Top of Extracted records
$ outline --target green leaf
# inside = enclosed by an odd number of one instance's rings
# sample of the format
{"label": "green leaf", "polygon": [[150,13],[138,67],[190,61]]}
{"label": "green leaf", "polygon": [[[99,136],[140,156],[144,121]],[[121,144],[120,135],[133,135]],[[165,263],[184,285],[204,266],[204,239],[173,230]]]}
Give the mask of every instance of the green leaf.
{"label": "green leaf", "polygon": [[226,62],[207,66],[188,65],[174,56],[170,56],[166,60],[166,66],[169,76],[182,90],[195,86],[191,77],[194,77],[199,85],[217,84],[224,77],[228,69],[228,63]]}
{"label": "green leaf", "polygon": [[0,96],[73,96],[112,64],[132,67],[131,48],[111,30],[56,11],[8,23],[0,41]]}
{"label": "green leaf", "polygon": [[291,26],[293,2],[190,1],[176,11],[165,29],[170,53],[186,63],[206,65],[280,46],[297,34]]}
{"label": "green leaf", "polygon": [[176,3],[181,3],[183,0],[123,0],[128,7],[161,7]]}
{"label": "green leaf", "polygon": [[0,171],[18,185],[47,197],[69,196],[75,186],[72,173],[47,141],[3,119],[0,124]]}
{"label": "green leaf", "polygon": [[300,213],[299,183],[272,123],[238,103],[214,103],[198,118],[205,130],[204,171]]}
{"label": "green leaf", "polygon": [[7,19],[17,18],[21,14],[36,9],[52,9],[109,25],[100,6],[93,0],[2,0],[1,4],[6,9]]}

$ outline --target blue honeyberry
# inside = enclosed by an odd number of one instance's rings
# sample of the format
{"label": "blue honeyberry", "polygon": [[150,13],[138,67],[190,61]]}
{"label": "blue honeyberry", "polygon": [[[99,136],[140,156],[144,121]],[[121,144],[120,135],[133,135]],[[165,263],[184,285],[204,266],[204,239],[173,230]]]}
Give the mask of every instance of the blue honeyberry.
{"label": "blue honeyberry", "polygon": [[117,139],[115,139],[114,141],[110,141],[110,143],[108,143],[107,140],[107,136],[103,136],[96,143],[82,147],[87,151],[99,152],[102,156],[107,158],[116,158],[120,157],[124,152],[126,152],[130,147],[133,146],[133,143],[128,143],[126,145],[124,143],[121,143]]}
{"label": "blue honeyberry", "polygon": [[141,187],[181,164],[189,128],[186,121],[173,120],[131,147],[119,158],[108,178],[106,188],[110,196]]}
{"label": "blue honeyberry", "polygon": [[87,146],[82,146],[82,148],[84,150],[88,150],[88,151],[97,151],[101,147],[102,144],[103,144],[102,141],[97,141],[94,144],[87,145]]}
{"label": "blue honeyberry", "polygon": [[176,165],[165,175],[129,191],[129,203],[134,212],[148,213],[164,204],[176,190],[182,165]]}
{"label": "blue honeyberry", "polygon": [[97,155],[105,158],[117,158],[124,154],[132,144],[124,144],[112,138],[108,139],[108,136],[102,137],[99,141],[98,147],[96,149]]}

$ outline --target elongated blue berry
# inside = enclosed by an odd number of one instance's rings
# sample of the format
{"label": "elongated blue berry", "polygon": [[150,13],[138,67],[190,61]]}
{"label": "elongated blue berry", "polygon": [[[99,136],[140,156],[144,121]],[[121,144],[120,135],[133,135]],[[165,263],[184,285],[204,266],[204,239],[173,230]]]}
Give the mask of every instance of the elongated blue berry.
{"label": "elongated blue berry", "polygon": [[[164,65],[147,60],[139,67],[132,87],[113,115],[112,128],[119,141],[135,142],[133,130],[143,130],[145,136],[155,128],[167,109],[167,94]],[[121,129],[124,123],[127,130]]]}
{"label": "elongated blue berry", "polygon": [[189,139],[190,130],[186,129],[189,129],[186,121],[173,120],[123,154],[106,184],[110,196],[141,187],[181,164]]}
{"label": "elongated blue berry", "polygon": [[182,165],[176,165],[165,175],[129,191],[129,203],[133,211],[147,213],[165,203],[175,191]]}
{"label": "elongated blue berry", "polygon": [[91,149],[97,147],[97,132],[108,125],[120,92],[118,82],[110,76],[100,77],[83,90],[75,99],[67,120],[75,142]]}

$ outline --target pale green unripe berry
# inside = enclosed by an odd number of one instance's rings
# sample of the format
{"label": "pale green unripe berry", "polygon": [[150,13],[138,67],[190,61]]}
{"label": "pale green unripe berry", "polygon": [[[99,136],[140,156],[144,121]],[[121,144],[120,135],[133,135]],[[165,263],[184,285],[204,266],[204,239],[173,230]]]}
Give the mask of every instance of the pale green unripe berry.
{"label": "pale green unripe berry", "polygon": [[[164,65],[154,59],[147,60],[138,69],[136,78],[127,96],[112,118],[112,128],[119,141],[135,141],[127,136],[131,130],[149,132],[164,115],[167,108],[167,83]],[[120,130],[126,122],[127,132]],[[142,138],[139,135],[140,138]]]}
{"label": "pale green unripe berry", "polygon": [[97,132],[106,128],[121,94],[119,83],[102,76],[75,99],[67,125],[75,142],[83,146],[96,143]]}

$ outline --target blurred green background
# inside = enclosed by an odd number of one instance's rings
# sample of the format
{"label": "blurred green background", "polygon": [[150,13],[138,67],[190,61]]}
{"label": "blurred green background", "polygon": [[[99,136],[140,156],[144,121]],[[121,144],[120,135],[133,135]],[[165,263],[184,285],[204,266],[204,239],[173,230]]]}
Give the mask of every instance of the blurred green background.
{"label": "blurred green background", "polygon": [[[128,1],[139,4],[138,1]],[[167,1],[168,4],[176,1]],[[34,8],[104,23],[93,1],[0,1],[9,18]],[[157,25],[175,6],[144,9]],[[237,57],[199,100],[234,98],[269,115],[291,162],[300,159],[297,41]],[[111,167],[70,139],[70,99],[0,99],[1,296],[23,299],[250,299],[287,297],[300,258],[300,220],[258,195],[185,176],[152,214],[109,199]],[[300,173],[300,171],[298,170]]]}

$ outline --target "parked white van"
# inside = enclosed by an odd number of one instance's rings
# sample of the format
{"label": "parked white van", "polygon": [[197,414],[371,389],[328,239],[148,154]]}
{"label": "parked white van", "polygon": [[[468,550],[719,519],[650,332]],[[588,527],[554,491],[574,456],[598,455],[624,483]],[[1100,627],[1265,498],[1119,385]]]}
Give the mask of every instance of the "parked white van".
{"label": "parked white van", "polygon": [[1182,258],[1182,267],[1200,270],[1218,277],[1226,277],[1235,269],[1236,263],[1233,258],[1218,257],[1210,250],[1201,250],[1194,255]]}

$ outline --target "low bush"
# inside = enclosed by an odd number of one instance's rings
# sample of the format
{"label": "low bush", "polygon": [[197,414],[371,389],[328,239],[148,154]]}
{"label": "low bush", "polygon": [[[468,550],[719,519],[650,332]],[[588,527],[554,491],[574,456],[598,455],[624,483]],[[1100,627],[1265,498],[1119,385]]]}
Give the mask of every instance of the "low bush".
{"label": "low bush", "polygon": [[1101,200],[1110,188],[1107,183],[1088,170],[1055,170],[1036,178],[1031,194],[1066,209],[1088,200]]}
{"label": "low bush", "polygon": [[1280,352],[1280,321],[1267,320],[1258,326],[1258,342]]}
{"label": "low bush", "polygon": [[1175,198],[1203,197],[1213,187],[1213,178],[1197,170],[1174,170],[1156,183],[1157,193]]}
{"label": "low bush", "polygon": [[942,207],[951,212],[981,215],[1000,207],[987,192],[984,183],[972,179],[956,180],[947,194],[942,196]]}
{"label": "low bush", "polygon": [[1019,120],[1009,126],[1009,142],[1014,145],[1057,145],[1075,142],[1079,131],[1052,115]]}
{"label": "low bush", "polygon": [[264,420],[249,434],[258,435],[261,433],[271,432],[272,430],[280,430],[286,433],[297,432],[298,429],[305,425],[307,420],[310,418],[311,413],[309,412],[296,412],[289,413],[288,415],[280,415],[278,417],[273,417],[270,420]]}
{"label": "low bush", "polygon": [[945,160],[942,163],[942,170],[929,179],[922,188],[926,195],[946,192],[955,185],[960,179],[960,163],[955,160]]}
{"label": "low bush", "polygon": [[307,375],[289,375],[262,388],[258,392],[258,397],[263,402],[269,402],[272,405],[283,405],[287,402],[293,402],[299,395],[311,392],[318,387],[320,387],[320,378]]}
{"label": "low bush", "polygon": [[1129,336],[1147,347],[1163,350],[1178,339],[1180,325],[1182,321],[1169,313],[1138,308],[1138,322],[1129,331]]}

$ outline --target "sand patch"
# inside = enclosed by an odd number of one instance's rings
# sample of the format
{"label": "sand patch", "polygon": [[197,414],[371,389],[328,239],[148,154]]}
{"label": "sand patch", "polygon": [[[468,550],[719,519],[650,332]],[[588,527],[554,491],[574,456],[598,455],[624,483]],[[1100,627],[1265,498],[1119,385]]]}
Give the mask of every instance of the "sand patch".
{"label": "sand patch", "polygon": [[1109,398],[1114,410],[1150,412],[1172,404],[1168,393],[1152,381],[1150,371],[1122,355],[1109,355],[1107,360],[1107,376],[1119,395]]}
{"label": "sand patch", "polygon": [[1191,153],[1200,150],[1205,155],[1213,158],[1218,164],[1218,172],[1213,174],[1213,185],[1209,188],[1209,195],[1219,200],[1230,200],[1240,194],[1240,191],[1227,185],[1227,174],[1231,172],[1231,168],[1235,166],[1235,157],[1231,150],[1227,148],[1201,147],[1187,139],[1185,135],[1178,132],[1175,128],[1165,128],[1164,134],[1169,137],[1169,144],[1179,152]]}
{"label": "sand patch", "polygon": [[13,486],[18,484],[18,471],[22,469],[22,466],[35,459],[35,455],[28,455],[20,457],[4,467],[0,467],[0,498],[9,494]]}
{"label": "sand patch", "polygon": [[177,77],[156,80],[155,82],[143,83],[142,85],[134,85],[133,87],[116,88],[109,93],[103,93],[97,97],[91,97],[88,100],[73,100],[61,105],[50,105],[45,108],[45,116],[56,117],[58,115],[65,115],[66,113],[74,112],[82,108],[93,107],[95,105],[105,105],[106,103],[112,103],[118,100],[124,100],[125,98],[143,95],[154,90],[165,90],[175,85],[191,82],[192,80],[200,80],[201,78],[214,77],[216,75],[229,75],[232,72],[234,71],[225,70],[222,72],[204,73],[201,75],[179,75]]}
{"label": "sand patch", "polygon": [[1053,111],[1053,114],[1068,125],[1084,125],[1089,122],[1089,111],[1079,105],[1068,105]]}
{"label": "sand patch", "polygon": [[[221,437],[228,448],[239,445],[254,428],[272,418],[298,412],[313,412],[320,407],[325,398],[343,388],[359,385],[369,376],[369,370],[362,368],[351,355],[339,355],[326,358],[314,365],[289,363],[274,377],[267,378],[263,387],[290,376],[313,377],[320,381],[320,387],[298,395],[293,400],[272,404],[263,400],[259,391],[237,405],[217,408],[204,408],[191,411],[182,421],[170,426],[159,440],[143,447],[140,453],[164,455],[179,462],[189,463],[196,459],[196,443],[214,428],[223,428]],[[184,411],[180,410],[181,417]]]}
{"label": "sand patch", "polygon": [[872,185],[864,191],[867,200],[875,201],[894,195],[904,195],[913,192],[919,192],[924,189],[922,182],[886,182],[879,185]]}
Bottom of Extracted records
About this exercise: Collect every line with the string "outline" from the records, and copy each.

Finished exercise:
$ outline --target green leaf
$ outline --target blue honeyberry
$ outline --target elongated blue berry
$ outline --target pale green unripe berry
$ outline --target blurred green background
$ outline --target "parked white van"
$ outline --target "low bush"
$ outline --target "sand patch"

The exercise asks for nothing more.